■ Stored data ■

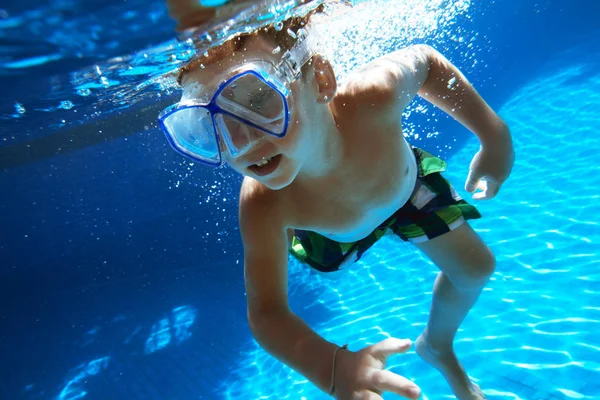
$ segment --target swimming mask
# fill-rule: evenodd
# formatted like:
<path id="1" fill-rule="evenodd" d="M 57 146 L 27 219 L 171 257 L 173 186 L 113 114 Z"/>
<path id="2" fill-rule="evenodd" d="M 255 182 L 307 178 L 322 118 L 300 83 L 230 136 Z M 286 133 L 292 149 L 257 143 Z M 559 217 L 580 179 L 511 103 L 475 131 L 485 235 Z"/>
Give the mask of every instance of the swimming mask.
<path id="1" fill-rule="evenodd" d="M 295 45 L 276 65 L 260 60 L 245 63 L 229 71 L 211 98 L 167 107 L 158 121 L 171 146 L 194 161 L 219 166 L 222 150 L 238 157 L 265 134 L 285 136 L 290 85 L 314 55 L 314 40 L 300 30 Z"/>

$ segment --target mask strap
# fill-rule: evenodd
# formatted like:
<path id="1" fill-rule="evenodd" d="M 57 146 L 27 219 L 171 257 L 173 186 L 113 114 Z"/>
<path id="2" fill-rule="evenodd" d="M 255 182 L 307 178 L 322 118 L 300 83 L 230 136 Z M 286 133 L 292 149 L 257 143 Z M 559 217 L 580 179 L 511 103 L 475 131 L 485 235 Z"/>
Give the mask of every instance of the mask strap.
<path id="1" fill-rule="evenodd" d="M 283 54 L 277 65 L 277 70 L 288 84 L 291 84 L 302 75 L 300 70 L 317 52 L 316 49 L 320 39 L 315 27 L 310 28 L 310 34 L 302 28 L 298 30 L 296 35 L 296 44 Z"/>

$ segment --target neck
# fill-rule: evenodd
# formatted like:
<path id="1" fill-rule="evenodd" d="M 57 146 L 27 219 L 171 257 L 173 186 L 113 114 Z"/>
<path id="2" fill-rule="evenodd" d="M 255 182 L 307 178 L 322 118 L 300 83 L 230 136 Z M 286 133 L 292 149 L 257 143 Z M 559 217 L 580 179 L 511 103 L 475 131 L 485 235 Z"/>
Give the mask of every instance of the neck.
<path id="1" fill-rule="evenodd" d="M 315 185 L 326 182 L 340 171 L 343 159 L 342 134 L 338 129 L 335 115 L 330 107 L 324 107 L 326 112 L 311 118 L 318 125 L 314 127 L 313 140 L 307 144 L 307 155 L 295 179 L 300 185 Z M 311 124 L 312 125 L 312 124 Z M 308 127 L 308 129 L 311 129 Z M 318 132 L 318 133 L 317 133 Z"/>

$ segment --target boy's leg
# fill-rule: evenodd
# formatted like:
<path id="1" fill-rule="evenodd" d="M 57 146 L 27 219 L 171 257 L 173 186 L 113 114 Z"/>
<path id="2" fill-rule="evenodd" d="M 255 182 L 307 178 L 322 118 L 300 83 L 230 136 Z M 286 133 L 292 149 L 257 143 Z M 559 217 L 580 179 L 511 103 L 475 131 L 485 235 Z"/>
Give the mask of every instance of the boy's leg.
<path id="1" fill-rule="evenodd" d="M 441 270 L 433 288 L 427 328 L 417 339 L 417 352 L 440 370 L 458 399 L 483 399 L 456 358 L 452 343 L 494 272 L 494 255 L 468 223 L 415 245 Z"/>

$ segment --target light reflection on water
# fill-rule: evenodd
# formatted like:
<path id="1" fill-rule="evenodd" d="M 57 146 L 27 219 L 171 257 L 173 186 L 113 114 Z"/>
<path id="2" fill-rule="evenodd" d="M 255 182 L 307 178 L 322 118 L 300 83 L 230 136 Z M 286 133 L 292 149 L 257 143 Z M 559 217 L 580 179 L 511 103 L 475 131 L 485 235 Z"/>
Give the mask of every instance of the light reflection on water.
<path id="1" fill-rule="evenodd" d="M 150 328 L 150 333 L 145 341 L 144 354 L 148 355 L 160 350 L 164 350 L 169 345 L 179 345 L 192 337 L 191 328 L 196 322 L 198 310 L 195 307 L 185 305 L 175 307 L 168 317 L 158 320 Z M 127 317 L 118 315 L 113 319 L 114 322 L 125 321 Z M 100 328 L 94 327 L 86 333 L 86 337 L 81 341 L 80 346 L 85 347 L 91 344 L 92 341 L 96 340 Z M 107 328 L 110 329 L 110 328 Z M 133 333 L 131 333 L 124 341 L 124 344 L 131 343 L 134 336 L 142 331 L 142 327 L 137 327 Z M 114 332 L 107 332 L 113 333 Z M 91 338 L 90 338 L 91 336 Z M 114 352 L 115 349 L 109 351 Z M 110 361 L 112 358 L 119 358 L 115 356 L 105 356 L 94 359 L 89 362 L 85 362 L 71 371 L 72 378 L 67 379 L 63 389 L 57 397 L 57 400 L 78 400 L 87 396 L 85 386 L 87 380 L 90 377 L 100 374 L 110 367 Z M 122 360 L 118 360 L 122 361 Z M 25 388 L 25 391 L 34 389 L 34 385 L 29 385 Z"/>
<path id="2" fill-rule="evenodd" d="M 287 4 L 290 0 L 279 3 Z M 281 8 L 291 13 L 289 7 Z M 465 25 L 469 8 L 470 0 L 374 0 L 358 3 L 352 9 L 347 4 L 331 3 L 327 8 L 328 16 L 318 24 L 328 38 L 327 46 L 321 51 L 330 58 L 342 81 L 350 70 L 415 42 L 427 42 L 445 52 L 456 52 L 462 60 L 468 60 L 467 68 L 474 68 L 481 47 L 487 43 Z M 457 24 L 458 17 L 463 17 L 461 26 Z M 263 16 L 260 24 L 274 20 L 275 17 Z M 246 30 L 248 25 L 244 22 L 231 21 L 226 29 L 219 27 L 216 31 L 197 35 L 195 40 L 172 39 L 113 57 L 71 73 L 68 81 L 57 80 L 37 104 L 14 102 L 10 112 L 2 110 L 0 119 L 57 112 L 65 110 L 65 104 L 71 104 L 68 108 L 71 112 L 64 124 L 85 123 L 117 109 L 126 110 L 141 101 L 178 95 L 174 74 L 196 54 L 196 48 L 204 52 L 234 32 Z M 77 113 L 73 112 L 75 110 Z"/>

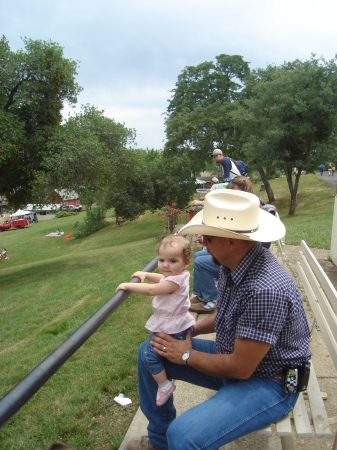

■ Exercise requirements ■
Lines from the entries that contain the string "target" are what must be copied.

■ Answer space ■
$ segment --target swimming mask
$ segment --target mask strap
$ segment --target neck
$ segment --target boy's leg
$ segment --target light reflection on water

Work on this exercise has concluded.